TASK STATEMENT
Extract the final stretch of the data: the line that contains "of the picnic" and every line after it, unaltered, and no other lines.
++++++++
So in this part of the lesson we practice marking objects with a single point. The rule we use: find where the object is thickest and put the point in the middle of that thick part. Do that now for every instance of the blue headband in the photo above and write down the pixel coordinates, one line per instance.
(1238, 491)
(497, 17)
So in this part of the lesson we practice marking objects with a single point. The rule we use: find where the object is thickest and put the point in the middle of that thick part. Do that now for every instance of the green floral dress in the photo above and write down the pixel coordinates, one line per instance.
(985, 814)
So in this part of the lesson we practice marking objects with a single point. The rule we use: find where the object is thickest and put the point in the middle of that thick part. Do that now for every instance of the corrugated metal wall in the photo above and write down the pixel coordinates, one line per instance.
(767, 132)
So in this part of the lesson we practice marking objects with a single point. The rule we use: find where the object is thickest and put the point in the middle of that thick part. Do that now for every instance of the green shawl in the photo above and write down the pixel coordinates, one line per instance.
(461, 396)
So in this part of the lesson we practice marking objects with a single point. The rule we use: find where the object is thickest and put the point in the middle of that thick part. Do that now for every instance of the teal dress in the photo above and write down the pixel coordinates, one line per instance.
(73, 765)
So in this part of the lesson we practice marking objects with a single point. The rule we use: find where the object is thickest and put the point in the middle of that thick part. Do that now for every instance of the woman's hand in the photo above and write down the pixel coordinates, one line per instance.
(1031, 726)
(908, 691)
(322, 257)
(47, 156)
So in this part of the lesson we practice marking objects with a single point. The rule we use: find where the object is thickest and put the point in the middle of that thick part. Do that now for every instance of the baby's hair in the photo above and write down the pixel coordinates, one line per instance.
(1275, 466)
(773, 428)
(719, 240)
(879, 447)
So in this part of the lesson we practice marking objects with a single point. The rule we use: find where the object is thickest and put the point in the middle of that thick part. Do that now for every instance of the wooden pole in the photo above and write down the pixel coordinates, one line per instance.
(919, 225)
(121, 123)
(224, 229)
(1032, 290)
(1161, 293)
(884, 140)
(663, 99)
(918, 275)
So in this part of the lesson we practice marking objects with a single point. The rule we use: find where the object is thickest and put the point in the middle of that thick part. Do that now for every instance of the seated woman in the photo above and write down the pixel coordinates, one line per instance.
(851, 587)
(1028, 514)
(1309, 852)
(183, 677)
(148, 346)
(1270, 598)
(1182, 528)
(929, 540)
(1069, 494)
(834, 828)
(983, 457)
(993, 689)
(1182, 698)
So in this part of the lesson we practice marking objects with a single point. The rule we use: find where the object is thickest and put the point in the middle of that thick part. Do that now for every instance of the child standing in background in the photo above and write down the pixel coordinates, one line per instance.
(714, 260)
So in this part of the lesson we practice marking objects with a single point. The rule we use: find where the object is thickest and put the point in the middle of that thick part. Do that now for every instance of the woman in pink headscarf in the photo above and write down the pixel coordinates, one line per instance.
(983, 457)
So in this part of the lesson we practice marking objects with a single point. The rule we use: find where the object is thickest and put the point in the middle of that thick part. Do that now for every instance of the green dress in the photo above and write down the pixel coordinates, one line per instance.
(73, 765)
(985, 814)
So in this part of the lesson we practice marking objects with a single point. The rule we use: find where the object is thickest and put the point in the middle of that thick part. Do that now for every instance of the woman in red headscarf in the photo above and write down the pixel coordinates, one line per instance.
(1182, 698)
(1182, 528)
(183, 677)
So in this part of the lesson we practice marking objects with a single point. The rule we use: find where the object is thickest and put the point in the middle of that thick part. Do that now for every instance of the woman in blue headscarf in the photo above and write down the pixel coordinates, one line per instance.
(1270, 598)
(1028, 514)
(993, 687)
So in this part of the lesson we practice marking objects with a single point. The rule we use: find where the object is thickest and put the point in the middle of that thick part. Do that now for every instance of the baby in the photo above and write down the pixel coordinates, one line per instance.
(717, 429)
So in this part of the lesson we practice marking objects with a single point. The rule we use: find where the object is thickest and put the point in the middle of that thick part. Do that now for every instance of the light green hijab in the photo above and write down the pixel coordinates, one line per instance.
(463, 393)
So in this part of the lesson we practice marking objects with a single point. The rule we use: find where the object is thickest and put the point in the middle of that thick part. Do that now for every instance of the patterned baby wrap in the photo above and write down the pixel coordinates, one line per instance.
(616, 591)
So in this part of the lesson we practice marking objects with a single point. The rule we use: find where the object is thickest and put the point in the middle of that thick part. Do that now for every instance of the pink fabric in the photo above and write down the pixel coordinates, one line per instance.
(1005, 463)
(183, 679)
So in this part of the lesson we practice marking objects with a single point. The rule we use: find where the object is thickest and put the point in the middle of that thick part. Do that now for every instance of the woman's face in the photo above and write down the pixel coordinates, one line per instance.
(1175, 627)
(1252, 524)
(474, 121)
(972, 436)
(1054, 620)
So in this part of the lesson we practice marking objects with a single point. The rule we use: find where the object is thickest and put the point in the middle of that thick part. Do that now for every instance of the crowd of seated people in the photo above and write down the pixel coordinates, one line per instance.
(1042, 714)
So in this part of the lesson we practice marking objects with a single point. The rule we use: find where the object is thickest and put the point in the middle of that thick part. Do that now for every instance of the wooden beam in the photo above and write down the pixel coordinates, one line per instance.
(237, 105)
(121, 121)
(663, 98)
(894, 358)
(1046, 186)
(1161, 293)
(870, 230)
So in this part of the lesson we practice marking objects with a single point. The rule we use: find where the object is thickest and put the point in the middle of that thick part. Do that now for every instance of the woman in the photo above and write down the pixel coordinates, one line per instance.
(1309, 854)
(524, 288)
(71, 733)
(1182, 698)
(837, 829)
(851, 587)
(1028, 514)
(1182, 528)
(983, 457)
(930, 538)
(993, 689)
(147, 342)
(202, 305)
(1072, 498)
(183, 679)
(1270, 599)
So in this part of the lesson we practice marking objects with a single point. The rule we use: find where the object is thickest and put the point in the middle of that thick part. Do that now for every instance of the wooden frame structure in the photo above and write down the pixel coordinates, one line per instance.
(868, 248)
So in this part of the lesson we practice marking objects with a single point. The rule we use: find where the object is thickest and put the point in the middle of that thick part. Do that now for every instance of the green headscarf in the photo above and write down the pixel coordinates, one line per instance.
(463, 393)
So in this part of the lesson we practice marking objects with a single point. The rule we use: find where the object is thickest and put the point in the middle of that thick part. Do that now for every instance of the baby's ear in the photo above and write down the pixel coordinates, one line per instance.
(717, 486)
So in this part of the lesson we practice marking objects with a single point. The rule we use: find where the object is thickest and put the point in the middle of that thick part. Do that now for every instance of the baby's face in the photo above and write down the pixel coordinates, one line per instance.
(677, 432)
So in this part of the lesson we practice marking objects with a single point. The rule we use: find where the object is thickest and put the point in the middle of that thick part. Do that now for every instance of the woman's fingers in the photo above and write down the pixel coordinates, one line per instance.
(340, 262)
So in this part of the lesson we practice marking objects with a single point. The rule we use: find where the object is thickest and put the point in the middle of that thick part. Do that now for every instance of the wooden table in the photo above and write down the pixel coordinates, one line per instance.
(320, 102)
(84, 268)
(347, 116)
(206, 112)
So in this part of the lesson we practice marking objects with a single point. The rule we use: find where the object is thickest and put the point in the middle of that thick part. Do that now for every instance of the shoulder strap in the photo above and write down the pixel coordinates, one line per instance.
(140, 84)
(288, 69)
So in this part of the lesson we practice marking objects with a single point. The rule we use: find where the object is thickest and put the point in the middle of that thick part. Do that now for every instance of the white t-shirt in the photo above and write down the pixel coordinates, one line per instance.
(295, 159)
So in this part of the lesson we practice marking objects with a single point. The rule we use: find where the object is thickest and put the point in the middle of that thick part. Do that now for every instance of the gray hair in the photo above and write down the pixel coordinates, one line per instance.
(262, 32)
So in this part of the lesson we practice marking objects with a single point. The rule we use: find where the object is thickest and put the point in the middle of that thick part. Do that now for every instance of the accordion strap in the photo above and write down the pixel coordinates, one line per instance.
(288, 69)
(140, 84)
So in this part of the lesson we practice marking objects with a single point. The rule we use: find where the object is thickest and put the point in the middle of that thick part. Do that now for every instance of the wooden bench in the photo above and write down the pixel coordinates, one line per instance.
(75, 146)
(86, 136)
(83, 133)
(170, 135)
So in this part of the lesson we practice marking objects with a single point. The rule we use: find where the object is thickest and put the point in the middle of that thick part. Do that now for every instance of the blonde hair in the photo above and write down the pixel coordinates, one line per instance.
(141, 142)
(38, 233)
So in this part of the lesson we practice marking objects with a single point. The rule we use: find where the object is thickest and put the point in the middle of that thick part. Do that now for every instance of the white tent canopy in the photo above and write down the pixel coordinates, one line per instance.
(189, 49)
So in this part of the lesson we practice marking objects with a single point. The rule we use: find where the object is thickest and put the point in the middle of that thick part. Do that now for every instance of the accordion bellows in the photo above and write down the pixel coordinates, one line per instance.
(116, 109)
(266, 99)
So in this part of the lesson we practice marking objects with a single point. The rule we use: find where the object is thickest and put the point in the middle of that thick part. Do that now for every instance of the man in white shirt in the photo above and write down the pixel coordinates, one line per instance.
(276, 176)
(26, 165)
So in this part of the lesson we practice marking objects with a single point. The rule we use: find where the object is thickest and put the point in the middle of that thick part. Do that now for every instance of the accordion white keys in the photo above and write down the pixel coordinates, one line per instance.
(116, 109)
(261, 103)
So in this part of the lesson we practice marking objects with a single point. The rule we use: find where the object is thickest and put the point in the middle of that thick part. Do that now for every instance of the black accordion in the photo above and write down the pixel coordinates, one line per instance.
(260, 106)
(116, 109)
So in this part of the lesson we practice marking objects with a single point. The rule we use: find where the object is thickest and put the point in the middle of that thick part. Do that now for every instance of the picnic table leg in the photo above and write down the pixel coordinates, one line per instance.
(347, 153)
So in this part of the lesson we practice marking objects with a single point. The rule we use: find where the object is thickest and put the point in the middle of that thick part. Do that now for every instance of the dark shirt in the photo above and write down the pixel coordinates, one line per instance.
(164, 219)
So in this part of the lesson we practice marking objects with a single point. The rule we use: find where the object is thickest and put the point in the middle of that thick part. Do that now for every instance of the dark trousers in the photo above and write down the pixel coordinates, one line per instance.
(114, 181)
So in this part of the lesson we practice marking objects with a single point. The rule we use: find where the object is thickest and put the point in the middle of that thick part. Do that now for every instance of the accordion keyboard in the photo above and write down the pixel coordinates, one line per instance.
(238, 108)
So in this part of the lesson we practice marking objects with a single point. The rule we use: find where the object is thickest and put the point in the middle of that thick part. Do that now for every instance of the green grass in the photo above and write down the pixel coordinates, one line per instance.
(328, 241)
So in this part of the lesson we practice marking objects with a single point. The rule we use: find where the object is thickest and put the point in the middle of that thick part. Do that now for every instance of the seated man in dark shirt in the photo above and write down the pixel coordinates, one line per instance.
++++++++
EXERCISE OUTPUT
So in this part of the lesson we practice marking objects with a single point. The rule we use: find where the object is thickest and put the point in the middle of that thick part. Do that now for every instance of the picnic table leg in the photo above and write down the pixel coordinates, one line per instance.
(347, 153)
So in this part of the lesson we practice marking objects with a single point. The rule we use: find where the object is thickest and put the point in the middle of that thick part. Do that now for every instance of the dark shirt in the photo above and write down the pixel coordinates, one line per instance.
(164, 219)
So in this part of the lesson we practice marking objects with a single point. The rule we use: find where the object is thickest and put the point in the middle of that thick part. Do that now for every instance of the dark trousers in the photo above and write down the pixel coordinates, one line per instance.
(114, 181)
So in this part of the lesson we practice marking objects with a single point. The rule we use: find where the object is thickest and put the point in the middle of that thick part. Do that now for every instance of the accordion keyboard in the photo above and write down the pixel coordinates, one line per instance.
(238, 108)
So in this part of the lesson we practice marking objects with a single point. The rule we use: find where the object is thickest and put the point in the middle of that thick part. Do that now for every instance of the green grass in the photo above and write down the pixel coordinates, one line per instance.
(328, 241)
So in this part of the lesson we practice marking objects with a single point. The rule we use: find where the object is thickest and put the point in the middle of that thick part. Do that now for every instance of the seated man in dark shirt in the photo above and write down the pixel coordinates, one line per instance.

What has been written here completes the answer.